Wojciech Nowicki (; born 22 February 1989) is a Polish hammer thrower. He won the gold medal at the 2020 Summer Olympics and bronze medals at the 2016 Summer Olympics, 2015, 2017 and 2019 World Championships. His personal best in the event is 82.52 metres set in 2021 at the Olympic Games in Tokyo.

Career
Nowicki achieved his personal best, 78.71 metres, on 3 May 2015. In August of the same year, he won the bronze medal in the hammer throw event at the 2015 World Championships in Athletics in Beijing, China. He placed third again at the two subsequent World Championships (London 2017 and Doha 2019).

In July 2016, Nowicki took bronze at the European Athletics Championships in Amsterdam, Netherlands. In August, he was awarded the bronze medal in the hammer throw at the 2016 Summer Olympics in Rio de Janeiro, Brazil. At the 2020 Summer Olympics, Nowicki won the qualification with a throw of 79.78 m. In the third attempt of the finals, he managed to improve his personal best from 81.72 m to 82.52 m which secured him the gold medal, while Eivind Henriksen took silver and his fellow countryman Paweł Fajdek placed third.

Competition record

Personal life
Nowicki and his wife Anna have two daughters – Amelia and Izabela. He studied mechanical engineering at the Bialystok University of Technology.

Given problem A:
Transcribe the passage of the Wojciech Nowicki biography that opens with the words containing "In July 2016, Nowicki" and closes with "Fajdek placed third.".
Given problem B:
According to the Wojciech Nowicki biography, what did Nowicki study, and at which institution?
Given problem C:
Based on the Wojciech Nowicki biography, answer yes or no for each statement and quote the deciding words.
(i) Nowicki won bronze at the European Athletics Championships in Amsterdam.
(ii) Paweł Fajdek took the silver medal in the hammer throw at the 2020 Summer Olympics.
(iii) Nowicki has two daughters.

Information provided:

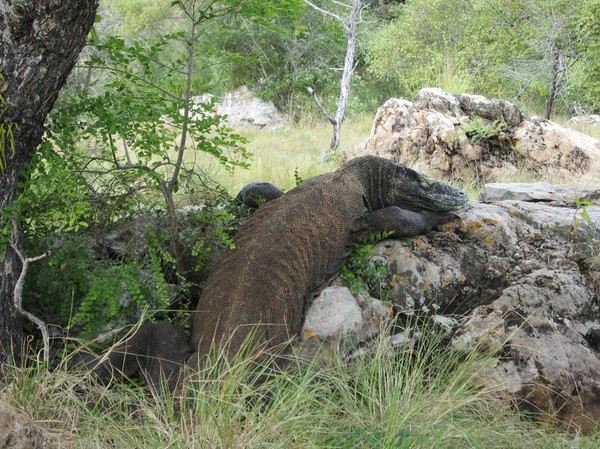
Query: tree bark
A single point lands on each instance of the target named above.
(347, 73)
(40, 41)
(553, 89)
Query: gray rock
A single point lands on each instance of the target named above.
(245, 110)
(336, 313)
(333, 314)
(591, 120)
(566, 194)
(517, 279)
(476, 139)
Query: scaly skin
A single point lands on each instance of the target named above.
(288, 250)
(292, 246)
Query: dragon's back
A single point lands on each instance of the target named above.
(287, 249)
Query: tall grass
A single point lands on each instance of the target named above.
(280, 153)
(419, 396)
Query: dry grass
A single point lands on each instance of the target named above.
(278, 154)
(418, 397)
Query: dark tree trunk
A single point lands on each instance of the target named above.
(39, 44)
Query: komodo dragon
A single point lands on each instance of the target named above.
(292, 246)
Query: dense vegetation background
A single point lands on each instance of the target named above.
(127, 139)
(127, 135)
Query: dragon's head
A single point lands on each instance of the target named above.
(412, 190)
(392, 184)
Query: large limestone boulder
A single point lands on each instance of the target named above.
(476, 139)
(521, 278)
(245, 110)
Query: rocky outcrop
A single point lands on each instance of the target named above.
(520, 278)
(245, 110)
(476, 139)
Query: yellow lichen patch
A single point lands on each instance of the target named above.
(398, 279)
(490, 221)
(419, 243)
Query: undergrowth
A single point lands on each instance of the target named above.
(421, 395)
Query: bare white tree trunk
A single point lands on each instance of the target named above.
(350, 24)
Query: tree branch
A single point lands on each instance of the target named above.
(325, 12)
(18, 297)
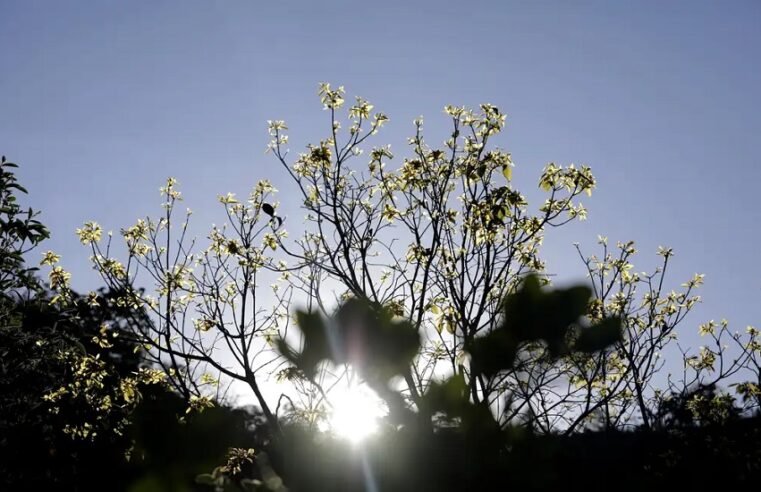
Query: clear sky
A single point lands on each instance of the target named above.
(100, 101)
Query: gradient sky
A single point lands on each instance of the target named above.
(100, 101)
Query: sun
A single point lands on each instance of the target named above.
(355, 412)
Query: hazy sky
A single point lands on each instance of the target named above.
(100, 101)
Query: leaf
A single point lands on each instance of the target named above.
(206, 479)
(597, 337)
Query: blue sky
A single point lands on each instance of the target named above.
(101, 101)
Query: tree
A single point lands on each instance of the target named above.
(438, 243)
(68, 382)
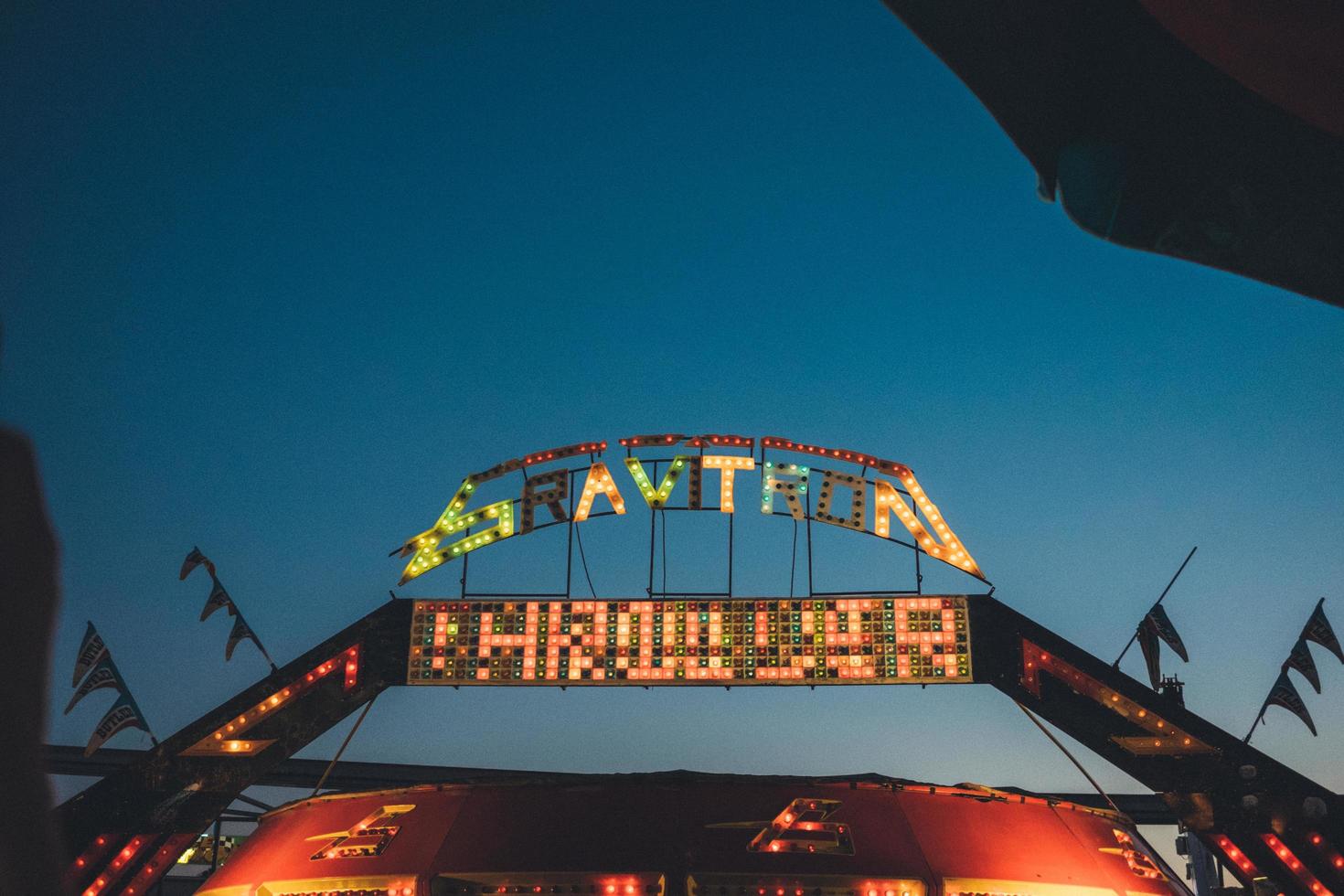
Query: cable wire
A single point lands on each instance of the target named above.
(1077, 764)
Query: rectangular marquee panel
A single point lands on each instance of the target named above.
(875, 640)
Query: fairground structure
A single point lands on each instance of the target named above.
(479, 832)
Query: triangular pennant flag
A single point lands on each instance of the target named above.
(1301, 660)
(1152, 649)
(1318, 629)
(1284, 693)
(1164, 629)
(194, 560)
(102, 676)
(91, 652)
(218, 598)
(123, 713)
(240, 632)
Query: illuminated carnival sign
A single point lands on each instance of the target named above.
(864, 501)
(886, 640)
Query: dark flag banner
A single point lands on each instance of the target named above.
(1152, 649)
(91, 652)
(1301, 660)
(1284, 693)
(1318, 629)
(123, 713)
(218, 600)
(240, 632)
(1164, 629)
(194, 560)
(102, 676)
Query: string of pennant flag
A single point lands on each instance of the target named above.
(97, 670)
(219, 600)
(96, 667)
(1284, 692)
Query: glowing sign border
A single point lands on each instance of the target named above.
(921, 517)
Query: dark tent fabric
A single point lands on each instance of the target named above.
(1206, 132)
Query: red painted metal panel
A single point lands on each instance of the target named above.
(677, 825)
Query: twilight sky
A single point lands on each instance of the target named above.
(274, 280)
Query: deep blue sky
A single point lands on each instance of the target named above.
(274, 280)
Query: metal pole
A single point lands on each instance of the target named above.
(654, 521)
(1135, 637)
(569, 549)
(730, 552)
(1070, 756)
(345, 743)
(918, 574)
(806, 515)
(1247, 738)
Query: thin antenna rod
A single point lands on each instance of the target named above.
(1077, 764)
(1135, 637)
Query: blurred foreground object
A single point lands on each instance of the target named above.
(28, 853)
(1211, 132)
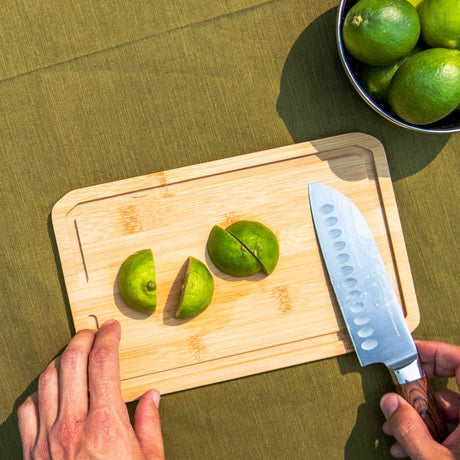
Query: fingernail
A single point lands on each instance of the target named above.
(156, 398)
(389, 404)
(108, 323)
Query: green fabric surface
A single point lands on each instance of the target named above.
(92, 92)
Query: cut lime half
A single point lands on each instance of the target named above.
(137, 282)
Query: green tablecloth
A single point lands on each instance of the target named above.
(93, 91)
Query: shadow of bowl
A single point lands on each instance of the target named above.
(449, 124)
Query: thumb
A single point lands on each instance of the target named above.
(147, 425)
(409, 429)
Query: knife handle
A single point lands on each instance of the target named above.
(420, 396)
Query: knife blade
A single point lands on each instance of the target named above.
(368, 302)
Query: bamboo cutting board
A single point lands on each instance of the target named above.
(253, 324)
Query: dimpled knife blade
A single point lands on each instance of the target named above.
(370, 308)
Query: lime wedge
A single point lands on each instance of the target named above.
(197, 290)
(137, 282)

Finished answer A:
In July 2016, Nowicki took bronze at the European Athletics Championships in Amsterdam, Netherlands. In August, he was awarded the bronze medal in the hammer throw at the 2016 Summer Olympics in Rio de Janeiro, Brazil. At the 2020 Summer Olympics, Nowicki won the qualification with a throw of 79.78 m. In the third attempt of the finals, he managed to improve his personal best from 81.72 m to 82.52 m which secured him the gold medal, while Eivind Henriksen took silver and his fellow countryman Paweł Fajdek placed third.

Finished answer B:
He studied mechanical engineering at the Bialystok University of Technology.

Finished answer C:
(i) Yes: "In July 2016, Nowicki took bronze at the European Athletics Championships in Amsterdam, Netherlands."
(ii) No: "Eivind Henriksen took silver and his fellow countryman Paweł Fajdek placed third."
(iii) Yes: "Nowicki and his wife Anna have two daughters – Amelia and Izabela."